▶ [Written problem a] In the startup data analysis text, how many startups have either a negative first or last funding age?

▶ [Text passage]
There are 442 missing values in closed_at, probably because all successful startups haven’t closed, thus they don’t have a closing date. This feature is too tightly related to the prediction and thus needs to be removed for the model. There are 112 missing values each for age_first_milestone_year and age_last_milestone year. As there are only a couple hundred startups in the dataframe, the ratio of missing values is to high to simply delete these rows. Instead, the missing values will be replaced by the median. Having this many values replaced, the feature importance for the model will decrease.

2.5.2 Outlier Detection

In the data analysis, a few possible outliers have been called out and are investigated now.

A longitude of higher than 50 and thus being located in Europe was indentified as an outlier. How many startups are located there?

SELECT COUNT(*)
FROM df_train
WHERE longitude > -50;
1 records
COUNT(*)
4

There are 4 startups in Europe in the dataframe. This is very small amount, but as this dataframe will be expanded in the future through information of our customers, all locations are included from the beginning.

Another outlier are the negative first and last funding age. How many of those are there in the dataframe?

SELECT name, age_first_funding_year, age_last_funding_year
FROM df_train
WHERE age_first_funding_year < 0 OR age_last_funding_year < 0;
Displaying records 1 - 10
name age_first_funding_year age_last_funding_year
Behavio -0.0301 -0.0301
MoPub -0.0219 2.0329
GrandCentral -0.2466 -0.2466
Powerset -0.4192 0.6658
Zing Systems -0.4986 -0.4137
PayDivvy -0.1370 3.1452
Where -0.0027 5.0055
Storify -0.4466 1.1479
Surphace -0.1671 0.9151
The Huffington Post -0.0219 5.2329

There are 35 startups with either a negative first or last funding age. These are too many to remove them. If this projected was extended, the root cause for a negative funding age should be identified. Another realization from this analysis is that all startups that have a negative last funding age also have a negative first funding age.

The first and last funding age were rather left skewed, thus teh higher values are evaluated to be outliers now.

SELECT name, age_first_funding_year, age_last_funding_year
FROM df_train
WHERE age_first_funding_year > 5 OR age_last_funding_year > 5;
Displaying records 1 - 10
name age_first_funding_year age_last_funding_year
TriCipher 5.1260 9.9973
ClairMail 1.6466 6.7616
Stratavia 4.6658 8.9973
MeeVee 4.5918 7.1726
Lockdown Networks 4.1534 5.1671
Peer39 0.0000 5.9041
Mashery 0.6712 6.2329
Handmark 5.2027 6.1890
SchemaLogic 4.0466 9.3041
Intela 3.9616 6.5205

The higher first and last funding age is no outlier, one third of the startups have either their first or last funding after 5 years.

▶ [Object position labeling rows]
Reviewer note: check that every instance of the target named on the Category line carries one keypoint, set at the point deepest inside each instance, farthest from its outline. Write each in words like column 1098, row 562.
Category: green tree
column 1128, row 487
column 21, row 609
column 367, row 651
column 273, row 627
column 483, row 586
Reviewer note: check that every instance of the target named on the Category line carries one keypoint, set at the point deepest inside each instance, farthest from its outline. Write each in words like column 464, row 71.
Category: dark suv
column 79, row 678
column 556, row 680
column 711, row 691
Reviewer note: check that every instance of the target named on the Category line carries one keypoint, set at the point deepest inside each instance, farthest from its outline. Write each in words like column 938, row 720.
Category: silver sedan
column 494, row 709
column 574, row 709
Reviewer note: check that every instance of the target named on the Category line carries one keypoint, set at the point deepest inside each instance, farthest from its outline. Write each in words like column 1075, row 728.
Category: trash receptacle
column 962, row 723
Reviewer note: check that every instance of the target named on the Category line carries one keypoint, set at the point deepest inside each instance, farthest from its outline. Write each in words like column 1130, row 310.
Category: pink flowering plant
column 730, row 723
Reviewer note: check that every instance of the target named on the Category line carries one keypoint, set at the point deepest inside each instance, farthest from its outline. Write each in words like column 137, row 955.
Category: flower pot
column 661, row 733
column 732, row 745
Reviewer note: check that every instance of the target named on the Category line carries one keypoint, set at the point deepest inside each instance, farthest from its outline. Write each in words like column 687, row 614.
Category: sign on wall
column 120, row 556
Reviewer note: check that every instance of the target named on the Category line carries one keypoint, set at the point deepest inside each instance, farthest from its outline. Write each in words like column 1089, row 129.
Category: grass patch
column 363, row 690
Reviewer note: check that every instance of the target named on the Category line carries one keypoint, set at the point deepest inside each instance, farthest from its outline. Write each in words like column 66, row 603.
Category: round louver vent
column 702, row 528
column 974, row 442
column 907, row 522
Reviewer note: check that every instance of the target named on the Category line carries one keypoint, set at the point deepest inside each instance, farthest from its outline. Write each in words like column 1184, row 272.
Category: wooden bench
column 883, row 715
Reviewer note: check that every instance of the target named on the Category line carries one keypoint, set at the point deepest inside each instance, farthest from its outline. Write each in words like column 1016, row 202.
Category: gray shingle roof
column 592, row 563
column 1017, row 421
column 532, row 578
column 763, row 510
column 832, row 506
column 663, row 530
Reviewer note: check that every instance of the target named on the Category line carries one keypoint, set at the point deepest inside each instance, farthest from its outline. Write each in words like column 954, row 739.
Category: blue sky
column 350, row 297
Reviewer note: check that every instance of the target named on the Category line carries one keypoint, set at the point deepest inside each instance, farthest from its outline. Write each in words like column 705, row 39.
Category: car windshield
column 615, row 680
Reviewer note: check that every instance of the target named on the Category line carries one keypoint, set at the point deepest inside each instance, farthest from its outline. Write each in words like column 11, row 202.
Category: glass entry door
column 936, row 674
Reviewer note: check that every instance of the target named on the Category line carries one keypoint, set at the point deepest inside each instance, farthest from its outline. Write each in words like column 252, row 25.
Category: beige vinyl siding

▶ [Written problem b] Return the rows from the line with "1075, row 728." to the line with "column 883, row 715", both lines included, without any changes.

▶ [Task answer a] 35 startups.

▶ [Task answer b]
Reviewer note: check that every instance of the target named on the Category line carries one keypoint, set at the point deepest inside each instance, farthest from its outline. Write each in words like column 1075, row 728.
Category: trash receptacle
column 962, row 723
Reviewer note: check that every instance of the target named on the Category line carries one keypoint, set at the point deepest inside each instance, farthest from its outline. Write each in words like column 1130, row 310.
Category: pink flowering plant
column 730, row 723
Reviewer note: check that every instance of the target named on the Category line carries one keypoint, set at the point deepest inside each instance, farthest from its outline. Write each in words like column 137, row 955.
Category: flower pot
column 661, row 733
column 732, row 745
Reviewer note: check that every instance of the target named on the Category line carries one keypoint, set at the point deepest inside each instance, farthest from its outline. Write each in words like column 687, row 614.
Category: sign on wall
column 120, row 556
Reviewer note: check that every instance of the target named on the Category line carries one keypoint, set at the point deepest inside each instance, farthest from its outline. Write each in words like column 1089, row 129.
Category: grass patch
column 363, row 690
Reviewer note: check that every instance of the target named on the Category line carries one keypoint, set at the point deepest inside each instance, farthest from its outline. Write each in words like column 66, row 603.
Category: round louver vent
column 702, row 528
column 974, row 442
column 907, row 522
Reviewer note: check that every instance of the target named on the Category line carries one keypoint, set at the point deepest inside each instance, farthest from its outline. Write each in words like column 1184, row 272.
Category: wooden bench
column 883, row 715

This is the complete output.